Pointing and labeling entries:
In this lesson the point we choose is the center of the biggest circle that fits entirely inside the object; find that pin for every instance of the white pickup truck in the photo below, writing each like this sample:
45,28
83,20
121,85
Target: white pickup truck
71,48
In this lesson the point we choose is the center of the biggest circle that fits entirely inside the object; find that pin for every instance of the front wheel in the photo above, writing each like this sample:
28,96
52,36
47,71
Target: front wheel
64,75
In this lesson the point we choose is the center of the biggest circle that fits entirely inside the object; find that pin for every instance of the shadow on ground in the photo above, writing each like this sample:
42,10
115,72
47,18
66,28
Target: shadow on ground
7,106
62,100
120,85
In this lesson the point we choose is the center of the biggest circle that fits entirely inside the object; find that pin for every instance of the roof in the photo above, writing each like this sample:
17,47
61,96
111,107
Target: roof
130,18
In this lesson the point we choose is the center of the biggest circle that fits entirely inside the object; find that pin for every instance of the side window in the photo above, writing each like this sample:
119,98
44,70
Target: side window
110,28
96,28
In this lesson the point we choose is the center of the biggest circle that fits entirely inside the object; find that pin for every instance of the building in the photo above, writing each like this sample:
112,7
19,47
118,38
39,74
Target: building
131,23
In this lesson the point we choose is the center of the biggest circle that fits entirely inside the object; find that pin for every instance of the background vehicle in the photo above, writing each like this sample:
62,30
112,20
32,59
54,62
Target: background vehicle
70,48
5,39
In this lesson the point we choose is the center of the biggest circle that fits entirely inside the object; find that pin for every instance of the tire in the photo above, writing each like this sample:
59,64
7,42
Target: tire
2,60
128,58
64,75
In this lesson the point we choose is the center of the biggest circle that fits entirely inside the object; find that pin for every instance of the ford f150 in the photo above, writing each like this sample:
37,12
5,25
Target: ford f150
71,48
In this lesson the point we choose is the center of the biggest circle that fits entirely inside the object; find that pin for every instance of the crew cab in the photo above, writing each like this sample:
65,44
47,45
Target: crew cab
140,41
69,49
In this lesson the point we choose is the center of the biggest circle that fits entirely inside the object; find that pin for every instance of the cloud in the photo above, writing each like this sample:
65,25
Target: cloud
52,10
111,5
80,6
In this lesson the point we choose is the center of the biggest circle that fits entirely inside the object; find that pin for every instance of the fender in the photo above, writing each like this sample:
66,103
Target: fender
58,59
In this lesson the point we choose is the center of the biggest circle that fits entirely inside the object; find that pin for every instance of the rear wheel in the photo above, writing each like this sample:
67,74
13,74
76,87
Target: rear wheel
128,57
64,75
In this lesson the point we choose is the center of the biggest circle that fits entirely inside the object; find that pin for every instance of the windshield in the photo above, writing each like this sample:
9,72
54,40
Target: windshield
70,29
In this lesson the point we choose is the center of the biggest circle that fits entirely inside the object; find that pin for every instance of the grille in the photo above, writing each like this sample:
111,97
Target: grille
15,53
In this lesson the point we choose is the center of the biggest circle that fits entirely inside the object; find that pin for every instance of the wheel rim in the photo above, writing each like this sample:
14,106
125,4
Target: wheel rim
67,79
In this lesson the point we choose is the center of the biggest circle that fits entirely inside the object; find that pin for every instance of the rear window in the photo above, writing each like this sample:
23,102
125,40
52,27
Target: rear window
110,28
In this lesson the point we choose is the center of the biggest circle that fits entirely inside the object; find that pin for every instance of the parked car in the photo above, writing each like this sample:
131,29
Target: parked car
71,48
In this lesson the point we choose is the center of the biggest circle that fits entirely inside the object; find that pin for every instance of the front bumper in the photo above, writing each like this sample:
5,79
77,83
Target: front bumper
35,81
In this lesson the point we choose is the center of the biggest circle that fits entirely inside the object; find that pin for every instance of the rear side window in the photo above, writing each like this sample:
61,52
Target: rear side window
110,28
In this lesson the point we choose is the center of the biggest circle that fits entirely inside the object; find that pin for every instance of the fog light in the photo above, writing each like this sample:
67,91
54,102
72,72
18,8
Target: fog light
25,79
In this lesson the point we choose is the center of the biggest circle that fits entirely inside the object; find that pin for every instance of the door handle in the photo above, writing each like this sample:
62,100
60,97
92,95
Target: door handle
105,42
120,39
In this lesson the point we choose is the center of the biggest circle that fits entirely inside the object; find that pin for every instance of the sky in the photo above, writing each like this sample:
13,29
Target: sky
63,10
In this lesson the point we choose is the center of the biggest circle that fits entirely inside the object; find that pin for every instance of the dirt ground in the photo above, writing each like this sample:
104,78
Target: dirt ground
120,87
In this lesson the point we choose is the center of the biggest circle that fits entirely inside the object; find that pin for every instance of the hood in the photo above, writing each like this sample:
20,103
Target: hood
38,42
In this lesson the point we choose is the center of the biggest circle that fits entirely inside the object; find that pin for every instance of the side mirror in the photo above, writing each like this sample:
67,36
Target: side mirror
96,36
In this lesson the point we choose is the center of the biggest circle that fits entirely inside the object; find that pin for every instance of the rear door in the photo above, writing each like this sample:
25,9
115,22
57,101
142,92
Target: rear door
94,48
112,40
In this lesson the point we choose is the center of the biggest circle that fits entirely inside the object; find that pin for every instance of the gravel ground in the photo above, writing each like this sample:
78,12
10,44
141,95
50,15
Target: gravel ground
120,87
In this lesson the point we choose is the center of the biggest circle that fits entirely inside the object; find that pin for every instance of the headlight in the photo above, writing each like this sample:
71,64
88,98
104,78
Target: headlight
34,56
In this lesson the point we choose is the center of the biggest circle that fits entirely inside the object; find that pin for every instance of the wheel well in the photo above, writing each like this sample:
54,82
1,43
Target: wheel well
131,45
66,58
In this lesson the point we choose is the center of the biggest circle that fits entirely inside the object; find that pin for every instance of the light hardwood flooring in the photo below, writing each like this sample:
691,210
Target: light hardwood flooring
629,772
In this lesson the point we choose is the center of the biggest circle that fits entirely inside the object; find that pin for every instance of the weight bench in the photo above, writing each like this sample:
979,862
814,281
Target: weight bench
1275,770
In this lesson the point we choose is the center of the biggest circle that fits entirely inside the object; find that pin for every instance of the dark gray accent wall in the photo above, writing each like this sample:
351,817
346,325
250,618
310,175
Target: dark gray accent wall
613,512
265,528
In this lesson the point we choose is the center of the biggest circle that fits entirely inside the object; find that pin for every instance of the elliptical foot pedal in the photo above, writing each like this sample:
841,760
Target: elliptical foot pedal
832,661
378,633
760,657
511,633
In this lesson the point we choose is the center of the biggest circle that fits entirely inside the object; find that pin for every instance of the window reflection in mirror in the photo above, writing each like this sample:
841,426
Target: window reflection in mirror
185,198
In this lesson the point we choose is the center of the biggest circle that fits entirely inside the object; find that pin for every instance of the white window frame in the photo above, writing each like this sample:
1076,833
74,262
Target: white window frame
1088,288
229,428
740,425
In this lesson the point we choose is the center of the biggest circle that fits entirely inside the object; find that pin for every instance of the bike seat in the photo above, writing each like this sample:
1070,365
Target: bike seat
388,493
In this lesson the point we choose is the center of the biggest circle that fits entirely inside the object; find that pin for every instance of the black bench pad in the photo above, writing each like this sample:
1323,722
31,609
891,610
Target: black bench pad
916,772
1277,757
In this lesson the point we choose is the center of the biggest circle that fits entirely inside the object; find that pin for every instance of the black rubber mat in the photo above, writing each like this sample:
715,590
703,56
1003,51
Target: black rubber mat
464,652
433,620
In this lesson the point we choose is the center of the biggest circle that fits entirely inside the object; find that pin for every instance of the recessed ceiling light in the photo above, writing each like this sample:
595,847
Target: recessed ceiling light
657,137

> EXERCISE OBJECTIVE: Restate each record word for word.

> COMPLETE ANSWER:
In this lesson the point we choose is the center of the biggest circle that fits entirely inside the object; find that pin for every instance of the white pickup truck in the photo below, writing each like this sample:
45,28
83,20
121,85
Target: white pickup truck
71,48
In this lesson the point we choose is the center of the biggest circle that fits entirely inside the object; find that pin for every instance of the front wheel in the photo above, writing each like this sample:
28,96
52,36
47,71
Target: front wheel
64,75
In this lesson the point we choose is the center of the biggest circle that fits entirely inside the object; find that pin for every instance of the shadow on ground in the photo above, writing each like this sample:
42,10
115,72
47,18
66,28
Target: shadow on ground
7,106
62,100
120,85
In this lesson the point we choose is the center of the biggest circle that fits entirely inside the object; find that pin for every instance of the roof in the photo above, writing each like this sample:
17,47
61,96
111,107
Target: roof
130,18
In this lesson the point we choose is the center of the biggest circle that fits entirely inside the object; find that pin for every instance of the side window in the photo above, writing each like this sample:
119,98
44,70
Target: side window
110,28
96,28
In this lesson the point we choose is the center of the biggest circle that fits entirely inside the object; find that pin for every instance of the building in the photo above, writing each like this sample:
112,7
19,47
118,38
39,74
Target: building
131,23
In this lesson the point we choose is the center of the biggest circle that fits entirely inside the object; find that pin for every instance of the background vehicle in the photo above, writing each like this sample:
62,30
112,20
32,59
54,62
Target: background vehicle
70,48
5,39
In this lesson the point we choose is the center of the biggest circle that fits entirely inside the object; find that pin for every instance of the tire in the photo above, writing each like this sample:
59,64
7,42
Target: tire
2,60
128,58
64,75
In this lesson the point we choose is the center of the biggest circle that fits entirely inside the object; find that pin for every instance of the ford f150 in the photo above, writing each like this sample:
37,12
5,25
Target: ford f150
71,48
In this lesson the point we choose is the center of the biggest circle that fits entirely inside the object; find that pin for every instance of the crew cab in the photo above, writing each like this sample:
65,44
47,45
Target: crew cab
140,41
69,49
In this lesson the point we choose is the center of the biggest circle that fits entirely inside the object; find that pin for every instance of the cloud in the photo above, writing each like this sample:
65,25
Target: cloud
52,10
111,5
80,6
In this lesson the point we choose is the center of the biggest circle that fits entirely inside the object; find that pin for every instance of the fender in the photo above, writing each like this sample:
66,103
Target: fender
58,59
In this lesson the point we choose is the center of the biggest circle that fits entirely inside the object; find that pin for every instance of the rear wheel in the photo above, writing each like this sample:
67,74
13,74
76,87
Target: rear wheel
128,57
64,75
In this lesson the point we choose is the center of the biggest circle that fits entirely inside the object; find that pin for every instance of the windshield in the photo above, writing each like this sample:
9,72
54,40
Target: windshield
70,29
In this lesson the point we choose is the center of the biggest circle that fits entirely inside the object; find that pin for every instance of the grille in the photo above, writing each like this sample:
111,97
Target: grille
15,53
In this lesson the point we choose is the center of the biggest circle that fits entirely inside the object; find that pin for every instance of the wheel rim in the photo above, writing each like this sample:
14,106
125,4
Target: wheel rim
67,79
In this lesson the point we choose is the center of the biggest circle that fits entirely inside the object; find that pin for every instance of the rear window in the photo above, writing each like this sample:
23,102
125,40
52,27
Target: rear window
110,28
In this lesson the point we choose is the center of the biggest circle that fits entirely inside the object; find that pin for every instance of the parked car in the photo above, writing each like this sample:
131,29
Target: parked car
71,48
In this lesson the point we choose is the center of the biggest circle that fits entirely inside the object; find that pin for every instance of the front bumper in the photo above, writing each like this sample:
5,79
77,83
Target: front bumper
35,81
In this lesson the point we choose is the center of the biggest circle that fits entirely inside the object; find that pin for every instance of the rear side window in the photo above, writing each like this sample:
61,52
Target: rear side window
110,28
In this lesson the point we choose is the center of the biggest circle that fits entirely inside the object; find that pin for every instance of the fog light in the photo above, writing each like this sample:
67,91
54,102
72,72
18,8
Target: fog light
25,79
In this lesson the point we choose is the center of the biggest circle that fits entirely inside the object; find that pin for every instance of the door handle in the photo above, writing each like this sample:
62,100
60,97
92,95
Target: door handle
105,42
120,39
In this lesson the point we choose is the center of the biggest circle that fits entirely inside the object; find that pin for every instance of the sky in the photo above, writing each like this sample:
13,29
Target: sky
63,10
In this lesson the point we choose is the center of the biggest circle that fits entirely inside the object; find that pin for every instance of the dirt ground in the photo above, writing each like this sample:
104,78
Target: dirt ground
120,87
In this lesson the point we choose is the center of the biggest circle that fits entirely inside the object; find that pin for every instance of the hood in the photo above, writing each like this sample:
20,103
Target: hood
38,42
In this lesson the point we choose is the center of the biggest circle that fits entirely inside the object; find that pin for every instance of the side mirror in the photo above, writing each like this sample:
67,36
Target: side mirror
96,36
In this lesson the point we choose is the center of the biggest circle that fits entirely inside the object; find that pin for every instance of the rear door in the photo above, writing each like this sample:
25,9
115,22
57,101
142,92
Target: rear door
94,48
112,40
In this lesson the point we choose is the center of the biggest circle that fits entirely inside the object; find that pin for every instance of the gravel ground in the photo above, writing each like this sample:
78,12
10,44
141,95
50,15
Target: gravel ground
120,87
In this lesson the point we choose is the center of the biggest circle that fits entirely inside the object; find that pin for every instance of the headlight in the photo above, writing each like this sample:
71,64
88,98
104,78
Target: headlight
34,56
In this lesson the point we choose is the center of the biggest circle that fits entirely inside the object; find that pin for every instance of the wheel well in the photo above, writing each like this sample:
54,82
1,43
Target: wheel well
131,45
66,58
In this lesson the point we choose is the center of the biggest circle that fits entirely inside the object; find that pin for every instance of the light hardwood flooring in the photo below, writing each like this sample:
691,210
Target: light hardwood flooring
629,772
In this lesson the point we choose is the center of the biggest circle that fits entirely inside the object; find that pin for every instance of the weight bench in the photo above, writing each like this sample:
979,862
814,281
Target: weight bench
1275,770
In this lesson the point we choose is the center of the biggest circle that fits entirely inside the object; find that pin for every instance of the dark gray accent wall in the photo above, writing each like this sample:
351,817
346,325
250,618
310,175
Target: dark gray accent wall
613,512
265,528
In this lesson the point we choose is the center of the biggest circle that fits entirely inside the object; find that pin for every instance of the elliptical foot pedal in the photo above, writing each like this sample:
841,760
Target: elliptical foot pedal
832,661
378,633
760,657
511,633
In this lesson the point we choose is the center of the biggest circle that fits entirely inside the object; find that pin for every instance of the window reflection in mirror in the photo above, writing each like this sample:
841,426
Target: window reflection in mirror
185,198
In this lesson the point we choose is the center of the biggest circle that fits entirely inside the object; find that pin for every instance of the white window frame in the photo above, writing each like this sample:
1076,833
74,262
Target: white window frame
1088,288
229,428
740,425
In this lesson the point we choose is the center of the biggest circle that fits entirely inside the object; find that pin for every instance of the bike seat in the photo above, writing each like this sample:
1070,365
Target: bike seat
388,493
In this lesson the point we choose is the center of the biggest circle that fits entirely inside the object; find that pin for every instance of the black bench pad in the photo above, writing each like this sample:
1323,722
31,609
891,610
Target: black bench pad
916,772
1277,757
In this lesson the point we choose is the center of the biggest circle that fits entirely inside the object; find that pin for every instance of the black rubber mat in the photo above, writing each like this sample:
715,590
703,56
1003,51
Target: black rubber mat
464,652
433,620
In this lesson the point we choose is the center of the biggest circle that fits entirely inside the object; find that pin for every instance of the recessed ceiling light in the photo above, writing each like this sample:
595,847
Target: recessed ceiling light
657,137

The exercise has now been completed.